§ **Studietekst**:
★ ★ ★

2. Elke verklaring van deze aard wordt meegedeeld aan de secretaris-generaal en geeft uitdrukkelijk de territoriale eenheden aan waarop dit verdrag van toepassing is.

3. In het geval van een staat die partij is en die een dergelijke verklaring heeft afgelegd:

a) worden de verwijzingen naar een staat in de definitie van "geregistreerde eigenaar" in artikel 1, vierde lid, uitgelegd als verwijzingen naar de desbetreffende territoriale eenheid;

b) worden de verwijzingen naar de staat waar een schip geregistreerd is en, met betrekking tot een verplicht verzekeringscertificaat, naar de staat die het heeft afgegeven of gewaarmerkt, uitgelegd als betrekking hebbend op de de territoriale eenheid waar het schip geregistreerd is, respectievelijk die het certificaat afgeeft of waarmerkt;

c) worden de verwijzingen in dit verdrag naar de eisen van de nationale wet uitgelegd als verwijzingen naar eisen van de wet van de desbetreffende territoriale eenheid; en

d) worden de verwijzingen in de artikelen 9 en 10 naar rechters, en naar beslissingen die erkend moeten worden in de staten die partij zijn, uitgelegd als verwijzingen naar de rechters van, respectievelijk de beslissingen die erkend moeten worden in, de desbetreffende territoriale eenheid.

★ ★ ★

§ **Vastgelegde gegevens**:
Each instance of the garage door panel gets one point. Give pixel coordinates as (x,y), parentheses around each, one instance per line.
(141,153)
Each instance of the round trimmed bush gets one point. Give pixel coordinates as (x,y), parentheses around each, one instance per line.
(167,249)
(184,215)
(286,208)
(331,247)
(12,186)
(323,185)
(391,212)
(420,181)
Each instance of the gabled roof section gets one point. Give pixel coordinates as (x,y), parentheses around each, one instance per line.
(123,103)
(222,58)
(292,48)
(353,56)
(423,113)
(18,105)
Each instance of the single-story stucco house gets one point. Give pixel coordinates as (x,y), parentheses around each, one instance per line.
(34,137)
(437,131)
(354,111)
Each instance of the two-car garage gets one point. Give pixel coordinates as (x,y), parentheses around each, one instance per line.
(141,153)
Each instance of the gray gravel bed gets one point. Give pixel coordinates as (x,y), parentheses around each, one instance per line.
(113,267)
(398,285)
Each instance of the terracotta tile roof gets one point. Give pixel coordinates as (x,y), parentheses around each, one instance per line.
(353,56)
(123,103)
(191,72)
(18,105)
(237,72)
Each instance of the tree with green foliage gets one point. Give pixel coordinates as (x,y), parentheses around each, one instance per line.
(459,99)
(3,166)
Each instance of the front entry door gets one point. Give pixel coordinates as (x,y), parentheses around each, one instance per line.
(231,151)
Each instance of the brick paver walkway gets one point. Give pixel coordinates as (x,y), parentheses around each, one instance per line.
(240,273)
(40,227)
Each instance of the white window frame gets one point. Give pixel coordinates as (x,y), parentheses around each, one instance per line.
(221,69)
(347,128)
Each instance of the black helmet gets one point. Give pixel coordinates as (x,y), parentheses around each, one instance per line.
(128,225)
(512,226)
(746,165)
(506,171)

★ ★ ★

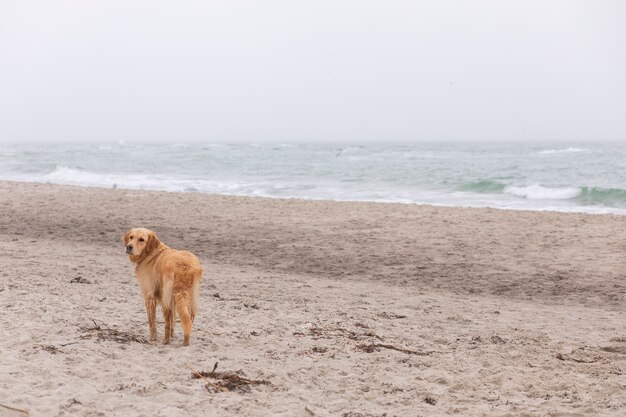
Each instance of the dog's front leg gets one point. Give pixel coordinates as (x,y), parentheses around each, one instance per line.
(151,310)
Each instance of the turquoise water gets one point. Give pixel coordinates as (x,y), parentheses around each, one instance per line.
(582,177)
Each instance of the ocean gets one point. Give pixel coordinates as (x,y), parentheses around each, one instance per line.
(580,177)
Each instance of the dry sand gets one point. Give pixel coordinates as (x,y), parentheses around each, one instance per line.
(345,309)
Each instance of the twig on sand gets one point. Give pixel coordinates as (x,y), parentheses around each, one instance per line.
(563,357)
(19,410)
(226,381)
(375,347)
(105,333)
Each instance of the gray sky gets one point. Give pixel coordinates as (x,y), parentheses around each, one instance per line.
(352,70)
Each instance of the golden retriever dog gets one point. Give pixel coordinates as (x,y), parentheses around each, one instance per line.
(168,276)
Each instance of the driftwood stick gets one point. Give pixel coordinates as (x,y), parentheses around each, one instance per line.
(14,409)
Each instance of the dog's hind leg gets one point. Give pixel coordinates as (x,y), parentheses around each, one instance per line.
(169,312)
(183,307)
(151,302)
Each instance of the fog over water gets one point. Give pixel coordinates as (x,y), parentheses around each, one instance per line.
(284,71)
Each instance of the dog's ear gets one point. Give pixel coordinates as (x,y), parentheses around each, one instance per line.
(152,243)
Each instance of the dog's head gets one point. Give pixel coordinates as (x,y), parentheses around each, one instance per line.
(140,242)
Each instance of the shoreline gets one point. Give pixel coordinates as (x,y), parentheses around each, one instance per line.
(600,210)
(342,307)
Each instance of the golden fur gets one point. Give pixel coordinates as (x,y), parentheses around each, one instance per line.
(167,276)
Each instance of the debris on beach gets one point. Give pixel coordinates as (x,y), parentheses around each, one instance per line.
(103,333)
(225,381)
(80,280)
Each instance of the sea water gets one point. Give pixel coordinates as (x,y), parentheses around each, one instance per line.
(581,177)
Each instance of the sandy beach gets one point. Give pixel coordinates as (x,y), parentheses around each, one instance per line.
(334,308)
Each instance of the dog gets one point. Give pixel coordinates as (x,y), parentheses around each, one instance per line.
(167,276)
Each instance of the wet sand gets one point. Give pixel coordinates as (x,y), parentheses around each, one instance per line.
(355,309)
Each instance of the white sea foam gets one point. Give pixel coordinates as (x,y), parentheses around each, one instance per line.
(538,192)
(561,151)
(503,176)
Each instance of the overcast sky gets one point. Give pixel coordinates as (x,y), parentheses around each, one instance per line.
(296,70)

★ ★ ★

§ **Opdracht**: Geef het vervolg van de studietekst over territoriale eenheden, aansluitend op de laatste zin. De gegevens spelen hier geen rol.

§ **Antwoord**:
Artikel 14

Inwerkingtreding

1. Dit verdrag treedt in werking een jaar na de datum waarop achttien staten, waaronder vijf staten met elk niet minder dan een miljoen brutotonnage, het zonder voorbehoud van bekrachtiging, aanvaarding of goedkeuring hebben ondertekend of akten van bekrachtiging, aanvaarding, goedkeuring of toetreding hebben nedergelegd bij de secretaris-generaal.

2. Ten aanzien van elke staat die dit verdrag bekrachtigt, aanvaardt, goedkeurt of ertoe toetreedt nadat aan de in het eerste lid gestelde eisen voor inwerkingtreding is voldaan, treedt dit verdrag in werking drie maanden na de datum van nederlegging door die staat van de daartoe strekkende akte.

Artikel 15

Opzegging

1. Een staat die partij is kan dit verdrag, na de datum waarop het voor die staat in werking is getreden, te allen tijde opzeggen.

2. Opzegging geschiedt door nederlegging van een akte bij de secretaris-generaal.

3. Een opzegging wordt van kracht een jaar na de nederlegging van de akte van opzegging bij de secretaris-generaal of na een langere termijn wanneer zulks in die akte is bepaald.

Artikel 16

Herziening en wijziging

1. De organisatie kan een conferentie tot herziening of wijziging van dit verdrag bijeenroepen.

2. De organisatie roept een conferentie van de staten die partij zijn bijeen tot herziening of wijziging van dit verdrag op verzoek van ten minste een derde van de staten die partij zijn.

Artikel 17

Depositaris

1. Dit verdrag wordt nedergelegd bij de secretaris-generaal.

2. De secretaris-generaal:

a) stelt alle staten die dit verdrag hebben ondertekend of ertoe zijn toegetreden in kennis van:

i) elke nieuwe ondertekening of nederlegging van een akte en de datum daarvan;

ii) de datum van inwerkingtreding van dit verdrag;

iii) de nederlegging van een akte van opzegging van dit verdrag, de datum van nederlegging en de datum waarop deze van kracht wordt; en

iv) andere verklaringen en kennisgevingen ingevolge dit verdrag;

b) zendt voor eensluidend gewaarmerkte afschriften van dit verdrag toe aan alle ondertekenende staten en aan alle staten die tot dit verdrag toetreden.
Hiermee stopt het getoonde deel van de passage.